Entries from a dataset

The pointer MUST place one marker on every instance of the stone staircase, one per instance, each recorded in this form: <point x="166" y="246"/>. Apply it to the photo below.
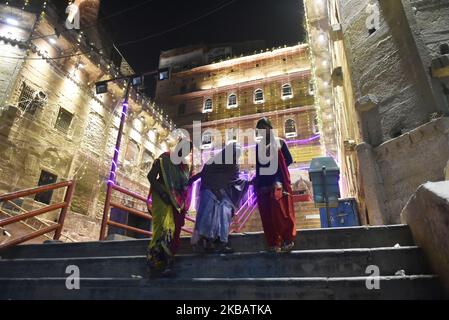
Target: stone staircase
<point x="326" y="264"/>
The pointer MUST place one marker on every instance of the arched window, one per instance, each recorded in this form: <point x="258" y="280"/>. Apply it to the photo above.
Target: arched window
<point x="258" y="96"/>
<point x="232" y="135"/>
<point x="138" y="124"/>
<point x="232" y="101"/>
<point x="287" y="92"/>
<point x="181" y="109"/>
<point x="206" y="140"/>
<point x="290" y="129"/>
<point x="311" y="88"/>
<point x="208" y="106"/>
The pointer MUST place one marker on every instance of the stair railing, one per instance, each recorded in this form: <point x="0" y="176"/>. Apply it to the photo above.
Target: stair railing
<point x="106" y="221"/>
<point x="57" y="228"/>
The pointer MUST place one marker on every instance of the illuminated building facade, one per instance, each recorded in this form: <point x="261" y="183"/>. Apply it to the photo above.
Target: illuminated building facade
<point x="53" y="127"/>
<point x="228" y="93"/>
<point x="229" y="96"/>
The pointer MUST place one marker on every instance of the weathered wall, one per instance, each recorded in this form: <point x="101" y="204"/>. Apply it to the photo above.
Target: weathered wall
<point x="401" y="165"/>
<point x="427" y="214"/>
<point x="387" y="65"/>
<point x="83" y="148"/>
<point x="430" y="29"/>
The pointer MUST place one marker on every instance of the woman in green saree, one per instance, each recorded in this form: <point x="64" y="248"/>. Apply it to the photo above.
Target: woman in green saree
<point x="170" y="201"/>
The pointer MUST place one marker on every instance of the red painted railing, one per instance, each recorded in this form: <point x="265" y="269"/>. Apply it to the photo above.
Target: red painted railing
<point x="57" y="228"/>
<point x="109" y="203"/>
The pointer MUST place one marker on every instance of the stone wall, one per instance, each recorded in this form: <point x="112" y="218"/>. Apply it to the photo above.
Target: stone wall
<point x="386" y="64"/>
<point x="393" y="171"/>
<point x="51" y="120"/>
<point x="427" y="214"/>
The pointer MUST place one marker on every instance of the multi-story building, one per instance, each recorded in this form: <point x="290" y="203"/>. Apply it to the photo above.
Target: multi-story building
<point x="53" y="127"/>
<point x="229" y="94"/>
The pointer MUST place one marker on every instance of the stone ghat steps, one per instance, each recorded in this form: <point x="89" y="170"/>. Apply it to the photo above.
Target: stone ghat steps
<point x="344" y="238"/>
<point x="310" y="263"/>
<point x="390" y="288"/>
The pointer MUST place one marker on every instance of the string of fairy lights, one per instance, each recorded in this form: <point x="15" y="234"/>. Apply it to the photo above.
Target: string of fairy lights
<point x="327" y="134"/>
<point x="103" y="63"/>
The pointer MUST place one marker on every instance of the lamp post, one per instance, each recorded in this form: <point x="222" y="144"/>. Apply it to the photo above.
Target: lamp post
<point x="102" y="87"/>
<point x="113" y="172"/>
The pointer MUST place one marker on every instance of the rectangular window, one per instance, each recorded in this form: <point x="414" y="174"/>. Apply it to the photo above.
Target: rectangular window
<point x="46" y="178"/>
<point x="164" y="74"/>
<point x="64" y="120"/>
<point x="181" y="109"/>
<point x="29" y="100"/>
<point x="206" y="140"/>
<point x="232" y="135"/>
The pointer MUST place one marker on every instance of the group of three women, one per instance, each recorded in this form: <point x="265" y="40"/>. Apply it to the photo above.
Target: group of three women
<point x="221" y="192"/>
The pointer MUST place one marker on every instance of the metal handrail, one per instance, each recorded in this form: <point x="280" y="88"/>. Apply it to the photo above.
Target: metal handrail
<point x="64" y="206"/>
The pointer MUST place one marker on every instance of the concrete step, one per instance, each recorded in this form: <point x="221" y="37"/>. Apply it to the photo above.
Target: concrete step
<point x="409" y="287"/>
<point x="312" y="263"/>
<point x="344" y="238"/>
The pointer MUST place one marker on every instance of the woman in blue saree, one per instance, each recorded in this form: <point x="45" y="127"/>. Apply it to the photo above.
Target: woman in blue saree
<point x="220" y="194"/>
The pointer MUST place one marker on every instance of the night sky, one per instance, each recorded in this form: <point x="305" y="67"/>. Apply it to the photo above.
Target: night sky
<point x="277" y="22"/>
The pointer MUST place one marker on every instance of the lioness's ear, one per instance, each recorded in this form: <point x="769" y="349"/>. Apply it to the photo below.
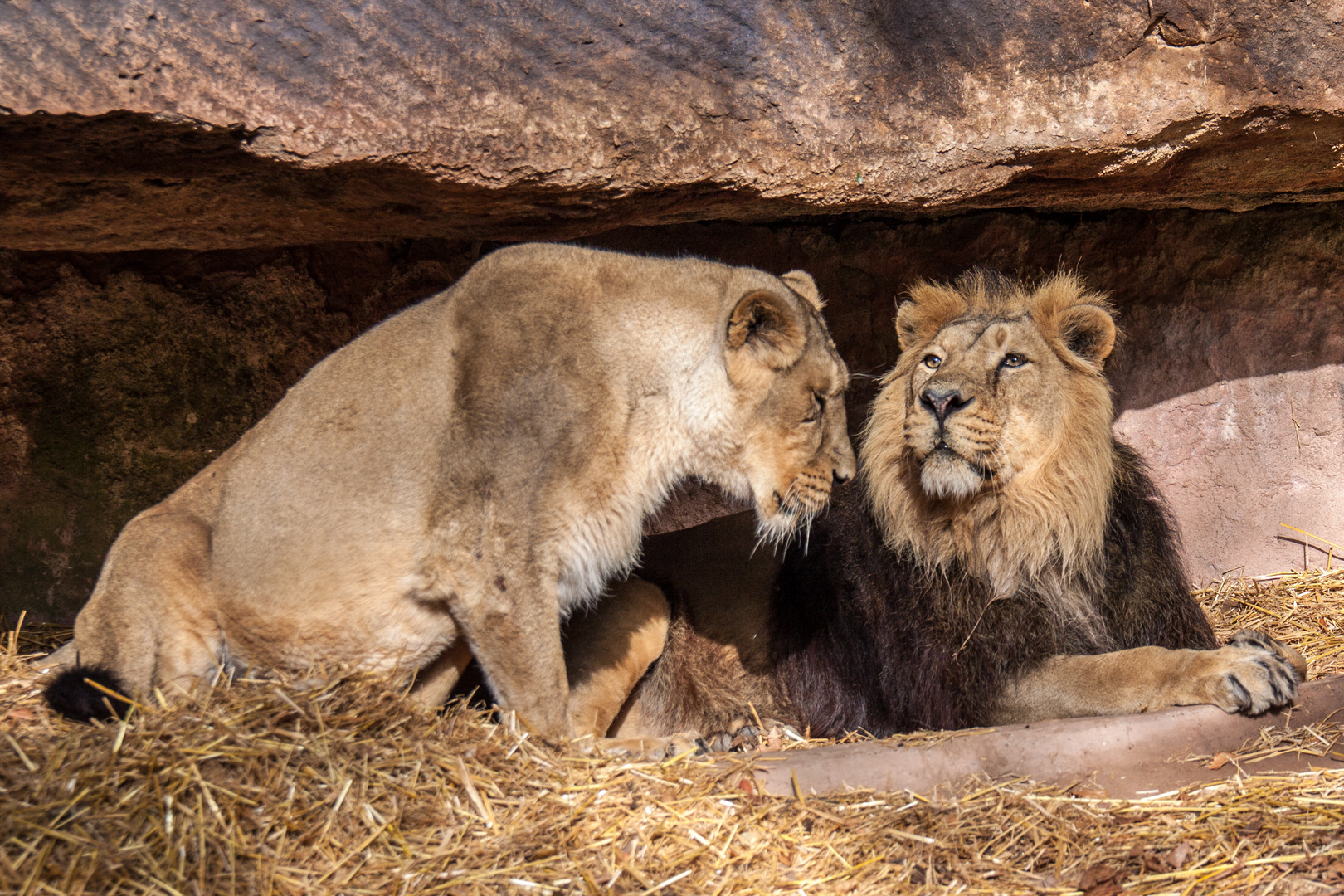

> **WHAT TO DO**:
Pull out each line of the records above that contains the word "group", copying every such line in full.

> **RESPONSE TO THIS TASK**:
The pointer MUST place one marker on every instance of the group of three women, one per instance, each recorded in this form: <point x="265" y="40"/>. Apply it to the photo above.
Target: group of three women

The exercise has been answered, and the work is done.